Region annotation entries

# # # # #

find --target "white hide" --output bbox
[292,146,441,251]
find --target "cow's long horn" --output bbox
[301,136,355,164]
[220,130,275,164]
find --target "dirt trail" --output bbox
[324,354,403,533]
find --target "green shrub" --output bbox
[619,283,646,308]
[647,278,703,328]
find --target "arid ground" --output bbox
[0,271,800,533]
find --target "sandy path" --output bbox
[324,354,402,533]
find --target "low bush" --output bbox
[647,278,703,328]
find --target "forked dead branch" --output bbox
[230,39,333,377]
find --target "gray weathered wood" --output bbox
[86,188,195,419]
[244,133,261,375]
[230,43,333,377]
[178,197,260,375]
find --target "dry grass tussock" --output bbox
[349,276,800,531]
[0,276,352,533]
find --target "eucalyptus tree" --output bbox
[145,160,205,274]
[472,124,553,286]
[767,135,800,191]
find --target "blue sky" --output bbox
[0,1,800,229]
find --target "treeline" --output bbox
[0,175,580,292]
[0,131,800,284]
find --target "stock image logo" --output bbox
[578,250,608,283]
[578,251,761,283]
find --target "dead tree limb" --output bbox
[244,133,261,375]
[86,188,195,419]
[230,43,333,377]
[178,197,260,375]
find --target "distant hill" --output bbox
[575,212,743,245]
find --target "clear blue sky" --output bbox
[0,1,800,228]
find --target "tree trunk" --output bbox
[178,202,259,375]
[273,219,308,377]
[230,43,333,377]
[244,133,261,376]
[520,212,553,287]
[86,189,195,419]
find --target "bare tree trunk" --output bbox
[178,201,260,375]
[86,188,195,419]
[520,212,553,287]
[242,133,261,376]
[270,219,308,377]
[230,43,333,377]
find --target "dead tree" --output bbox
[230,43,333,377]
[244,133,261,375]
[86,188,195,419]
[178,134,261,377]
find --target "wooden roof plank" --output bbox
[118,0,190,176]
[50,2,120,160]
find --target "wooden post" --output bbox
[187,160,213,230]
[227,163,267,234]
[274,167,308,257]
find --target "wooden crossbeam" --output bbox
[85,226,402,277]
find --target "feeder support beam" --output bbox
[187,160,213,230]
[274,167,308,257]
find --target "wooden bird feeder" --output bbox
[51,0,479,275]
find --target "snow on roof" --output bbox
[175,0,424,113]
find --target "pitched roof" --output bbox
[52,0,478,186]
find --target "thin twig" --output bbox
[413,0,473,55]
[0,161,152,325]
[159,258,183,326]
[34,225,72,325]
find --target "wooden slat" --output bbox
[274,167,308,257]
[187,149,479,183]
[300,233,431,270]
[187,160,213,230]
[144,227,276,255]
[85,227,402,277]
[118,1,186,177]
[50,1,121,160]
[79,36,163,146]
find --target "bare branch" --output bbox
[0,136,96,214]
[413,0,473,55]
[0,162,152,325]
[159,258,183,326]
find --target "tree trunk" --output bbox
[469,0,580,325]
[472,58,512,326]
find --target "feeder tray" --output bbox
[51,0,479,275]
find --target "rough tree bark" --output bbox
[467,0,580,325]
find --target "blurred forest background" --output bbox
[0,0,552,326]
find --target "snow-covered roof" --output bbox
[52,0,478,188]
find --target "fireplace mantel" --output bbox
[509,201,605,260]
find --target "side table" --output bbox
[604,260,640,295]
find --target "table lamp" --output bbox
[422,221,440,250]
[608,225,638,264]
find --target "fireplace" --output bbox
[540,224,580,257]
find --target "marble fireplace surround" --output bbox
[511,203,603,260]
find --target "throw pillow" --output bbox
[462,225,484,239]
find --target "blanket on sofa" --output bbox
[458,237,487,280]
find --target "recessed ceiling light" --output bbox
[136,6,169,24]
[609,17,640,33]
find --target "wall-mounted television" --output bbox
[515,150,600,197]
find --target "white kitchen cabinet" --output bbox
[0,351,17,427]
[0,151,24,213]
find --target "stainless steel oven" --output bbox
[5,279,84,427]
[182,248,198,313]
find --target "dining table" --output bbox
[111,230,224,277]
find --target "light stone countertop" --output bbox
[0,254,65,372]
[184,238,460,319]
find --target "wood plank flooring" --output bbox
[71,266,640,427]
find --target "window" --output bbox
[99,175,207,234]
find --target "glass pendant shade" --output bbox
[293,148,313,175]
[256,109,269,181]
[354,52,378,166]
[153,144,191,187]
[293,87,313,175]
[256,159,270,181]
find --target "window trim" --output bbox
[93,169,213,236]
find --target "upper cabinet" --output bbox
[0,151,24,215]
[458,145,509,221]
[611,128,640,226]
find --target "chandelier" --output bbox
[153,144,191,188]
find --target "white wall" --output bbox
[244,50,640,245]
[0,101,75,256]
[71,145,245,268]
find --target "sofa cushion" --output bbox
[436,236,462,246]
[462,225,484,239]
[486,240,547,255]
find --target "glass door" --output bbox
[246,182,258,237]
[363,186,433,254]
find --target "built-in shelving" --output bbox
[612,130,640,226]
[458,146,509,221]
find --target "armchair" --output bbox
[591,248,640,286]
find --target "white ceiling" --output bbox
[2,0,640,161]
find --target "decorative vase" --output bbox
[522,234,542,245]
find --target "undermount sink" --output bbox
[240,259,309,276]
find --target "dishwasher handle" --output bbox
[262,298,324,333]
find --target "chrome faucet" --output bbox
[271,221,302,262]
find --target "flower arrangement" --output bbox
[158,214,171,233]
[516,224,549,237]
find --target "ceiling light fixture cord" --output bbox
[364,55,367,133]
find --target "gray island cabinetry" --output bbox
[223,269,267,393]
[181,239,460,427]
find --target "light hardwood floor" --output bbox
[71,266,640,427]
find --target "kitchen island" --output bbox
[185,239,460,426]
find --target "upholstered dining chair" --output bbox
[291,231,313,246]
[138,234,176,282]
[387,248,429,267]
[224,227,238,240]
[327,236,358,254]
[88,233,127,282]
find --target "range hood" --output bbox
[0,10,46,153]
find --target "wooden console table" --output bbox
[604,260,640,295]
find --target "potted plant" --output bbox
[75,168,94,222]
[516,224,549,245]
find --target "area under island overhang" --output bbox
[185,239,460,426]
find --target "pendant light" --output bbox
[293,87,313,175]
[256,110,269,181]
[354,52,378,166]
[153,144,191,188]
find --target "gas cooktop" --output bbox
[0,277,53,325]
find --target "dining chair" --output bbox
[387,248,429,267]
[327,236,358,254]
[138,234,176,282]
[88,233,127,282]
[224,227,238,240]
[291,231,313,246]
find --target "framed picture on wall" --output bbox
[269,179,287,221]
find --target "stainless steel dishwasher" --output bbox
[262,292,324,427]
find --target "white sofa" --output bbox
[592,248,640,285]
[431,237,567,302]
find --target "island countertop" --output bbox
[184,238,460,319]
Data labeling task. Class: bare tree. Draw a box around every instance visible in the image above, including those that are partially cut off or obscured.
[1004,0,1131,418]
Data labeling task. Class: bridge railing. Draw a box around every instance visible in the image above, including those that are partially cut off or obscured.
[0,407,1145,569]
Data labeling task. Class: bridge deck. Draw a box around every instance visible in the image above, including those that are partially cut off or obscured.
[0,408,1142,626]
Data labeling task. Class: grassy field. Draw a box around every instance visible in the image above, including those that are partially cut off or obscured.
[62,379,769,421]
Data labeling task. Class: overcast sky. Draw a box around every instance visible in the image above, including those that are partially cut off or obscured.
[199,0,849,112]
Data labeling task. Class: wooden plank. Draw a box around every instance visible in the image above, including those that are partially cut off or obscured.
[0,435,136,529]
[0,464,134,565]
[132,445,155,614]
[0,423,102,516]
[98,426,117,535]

# # # # #

▸ **Task brief**
Rescale the entries from the start of the entries through the line that contains "[578,251,761,283]", both ends included, and reproduce every line in that stretch, requests as well. Multiply each bounding box coordinate in the answers by 1.2, round to the nearest whole number with halves rounded up, and leave the requests unchanged.

▸ **Task solution**
find --target "white hide" --output bbox
[350,175,529,301]
find --target "cow's long horn" --output bbox
[361,163,426,197]
[264,156,330,197]
find --target "dirt trail" --output bbox
[389,425,484,640]
find --target "green shrub" --output bbox
[743,340,775,370]
[776,334,844,394]
find --target "arid ground" --output bbox
[0,325,960,640]
find --target "sandy path" --output bbox
[389,425,482,640]
find --target "low bush" --output bbox
[776,334,844,394]
find --target "forked dead branch" --output bbox
[276,47,400,452]
find --target "gray weathered wood" --output bbox
[103,226,234,503]
[293,160,313,450]
[276,52,400,452]
[214,236,312,450]
find --target "dry grass tussock" --output bbox
[419,331,960,637]
[0,331,422,640]
find --target "eucalyptus tree" --output bbox
[174,192,246,329]
[566,149,664,343]
[920,162,960,229]
find --target "blue sky" --output bbox
[0,1,960,275]
find --target "treeline" --output bbox
[0,210,696,350]
[0,157,960,341]
find --target "stock image logo" --output bbox
[694,300,730,340]
[694,301,913,340]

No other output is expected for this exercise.